» **EXERCISE BRIEF**:
Reproduce the lines below from the one containing "Objective: locate each instance of the exposed" through the one containing "x=331 y=877", both included, with nothing changed. Leave the pictures out of your answer.

═══

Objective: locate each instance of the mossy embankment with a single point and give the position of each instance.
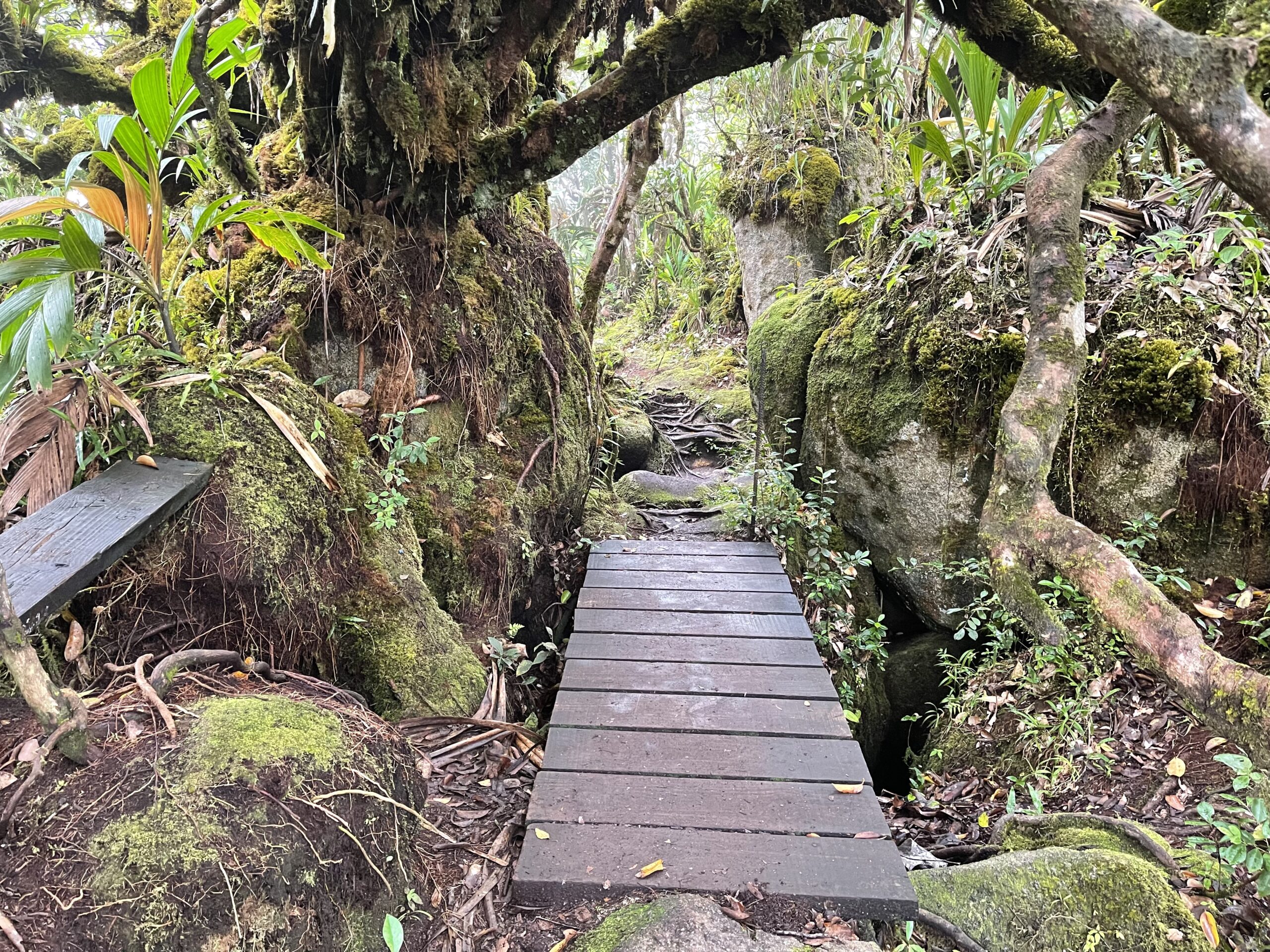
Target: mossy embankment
(477, 342)
(276, 822)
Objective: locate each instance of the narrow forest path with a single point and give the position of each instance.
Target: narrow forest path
(698, 744)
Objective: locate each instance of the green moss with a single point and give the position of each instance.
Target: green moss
(1072, 899)
(620, 926)
(234, 738)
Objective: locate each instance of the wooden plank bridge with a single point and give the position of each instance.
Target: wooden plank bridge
(698, 725)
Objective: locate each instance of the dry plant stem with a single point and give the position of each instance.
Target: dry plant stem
(954, 935)
(149, 694)
(1196, 83)
(643, 149)
(76, 722)
(51, 706)
(1021, 527)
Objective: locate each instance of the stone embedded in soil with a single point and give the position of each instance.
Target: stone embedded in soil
(659, 492)
(686, 923)
(1053, 899)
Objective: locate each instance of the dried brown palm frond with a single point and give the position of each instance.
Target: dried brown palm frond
(51, 419)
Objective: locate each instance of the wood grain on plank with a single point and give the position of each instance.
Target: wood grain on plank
(705, 714)
(864, 878)
(683, 678)
(689, 582)
(728, 624)
(685, 547)
(769, 565)
(798, 653)
(54, 554)
(704, 804)
(760, 602)
(724, 756)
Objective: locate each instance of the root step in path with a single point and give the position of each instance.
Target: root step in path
(698, 725)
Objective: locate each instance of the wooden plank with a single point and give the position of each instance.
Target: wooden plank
(54, 554)
(686, 563)
(798, 653)
(688, 582)
(685, 547)
(863, 878)
(704, 804)
(761, 602)
(705, 714)
(726, 624)
(722, 756)
(676, 678)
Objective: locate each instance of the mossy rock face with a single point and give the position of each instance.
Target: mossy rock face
(325, 591)
(1057, 900)
(684, 923)
(210, 853)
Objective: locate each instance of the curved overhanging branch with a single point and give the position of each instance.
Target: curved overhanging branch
(1194, 83)
(704, 40)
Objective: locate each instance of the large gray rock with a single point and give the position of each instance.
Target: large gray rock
(657, 490)
(688, 924)
(772, 254)
(1055, 899)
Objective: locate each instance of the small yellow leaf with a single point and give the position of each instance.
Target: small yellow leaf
(1209, 926)
(1208, 611)
(656, 866)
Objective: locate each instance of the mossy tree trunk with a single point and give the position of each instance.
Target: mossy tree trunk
(1021, 526)
(643, 150)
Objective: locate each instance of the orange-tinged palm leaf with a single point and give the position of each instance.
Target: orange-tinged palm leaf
(13, 209)
(139, 219)
(105, 205)
(155, 245)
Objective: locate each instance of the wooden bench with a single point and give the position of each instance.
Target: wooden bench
(50, 556)
(697, 725)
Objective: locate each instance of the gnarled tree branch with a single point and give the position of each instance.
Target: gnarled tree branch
(704, 40)
(1197, 84)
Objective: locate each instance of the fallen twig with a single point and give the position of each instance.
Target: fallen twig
(949, 931)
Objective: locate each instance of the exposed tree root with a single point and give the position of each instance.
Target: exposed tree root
(1021, 527)
(78, 721)
(938, 923)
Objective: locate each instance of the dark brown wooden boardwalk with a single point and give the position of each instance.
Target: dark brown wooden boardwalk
(51, 555)
(697, 725)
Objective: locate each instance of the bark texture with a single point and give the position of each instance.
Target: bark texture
(643, 149)
(1021, 527)
(1196, 83)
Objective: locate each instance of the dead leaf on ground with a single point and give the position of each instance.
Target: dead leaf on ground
(656, 866)
(74, 643)
(298, 440)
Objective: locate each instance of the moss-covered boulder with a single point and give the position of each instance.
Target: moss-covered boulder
(686, 923)
(899, 385)
(238, 835)
(314, 586)
(1058, 899)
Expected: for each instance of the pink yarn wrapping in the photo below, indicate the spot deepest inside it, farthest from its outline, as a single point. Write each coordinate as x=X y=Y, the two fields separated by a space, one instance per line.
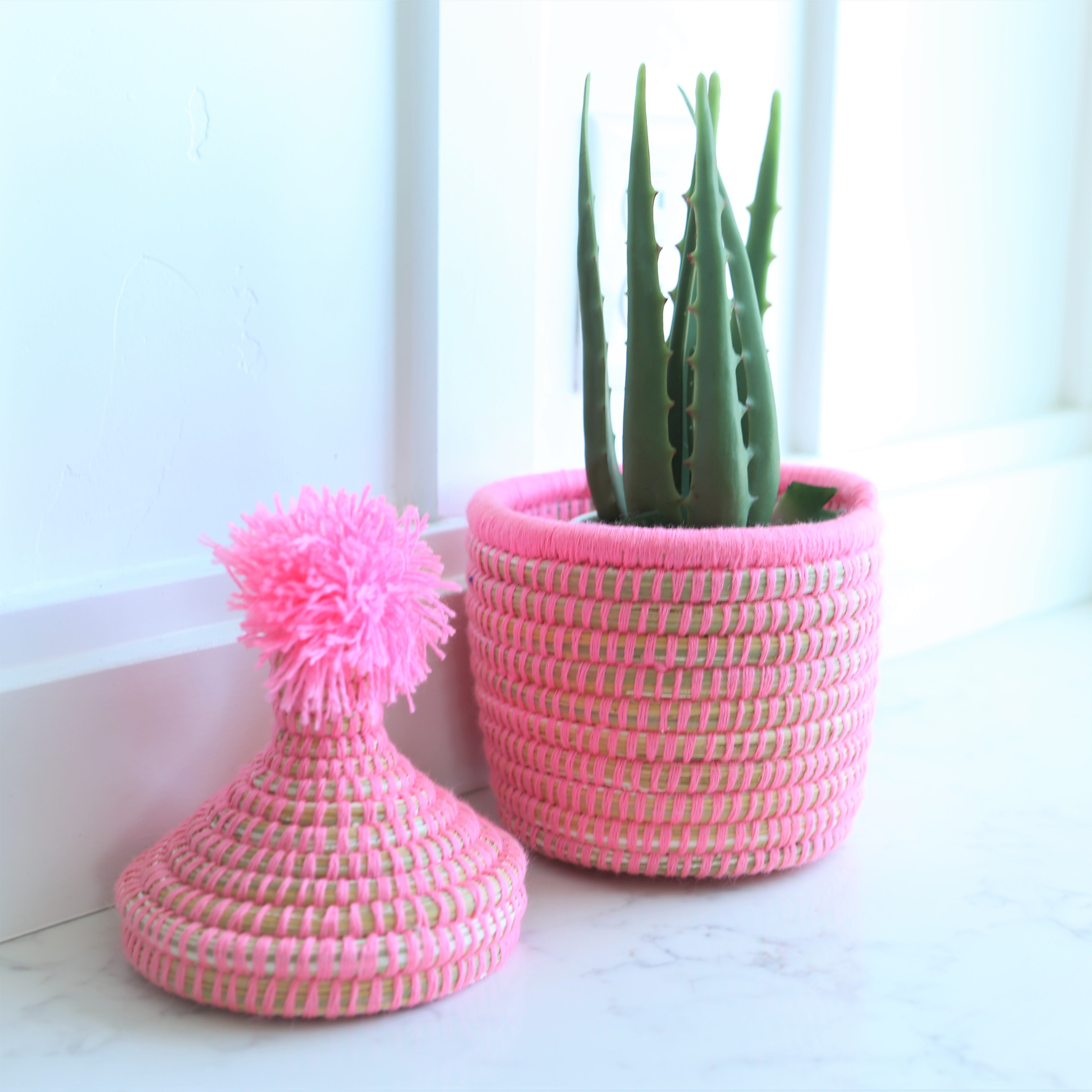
x=672 y=702
x=331 y=877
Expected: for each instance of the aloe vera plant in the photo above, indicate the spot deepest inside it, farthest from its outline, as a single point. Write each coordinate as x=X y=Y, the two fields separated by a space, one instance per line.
x=700 y=422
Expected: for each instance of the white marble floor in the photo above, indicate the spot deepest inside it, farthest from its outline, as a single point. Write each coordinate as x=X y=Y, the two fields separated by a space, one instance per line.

═══

» **TASK RESULT**:
Objective: locate each instance of the exposed tree root with a single point and give the position of each instance.
Target: exposed tree root
(1021, 527)
(78, 721)
(938, 923)
Objective: locate each instance of the dark brown wooden boardwalk with a single point and give the position of each instance.
Target: dark brown wooden boardwalk
(51, 555)
(697, 725)
Objective: locate each instance of the bark texture with a single point and give the position of each instance.
Target: bark texture
(643, 149)
(1021, 527)
(1196, 83)
Objective: locate each instance of the dead leaf on ground with a single point and give the position of each instance.
Target: dead leaf on ground
(656, 866)
(74, 643)
(298, 440)
Objective: locate each instance of the moss-covered boulder with a single point and give the position of each instance.
Target: moss-covered boulder
(686, 923)
(899, 385)
(238, 835)
(314, 586)
(1058, 899)
Expected: for each instance of the pink yarn wrapping in the photo below, indicate the spot deepest inside it, farthest from its outline, as a single point. Write each coordinate as x=X y=Y, the two fields separated by a space, one instance per line.
x=672 y=702
x=331 y=877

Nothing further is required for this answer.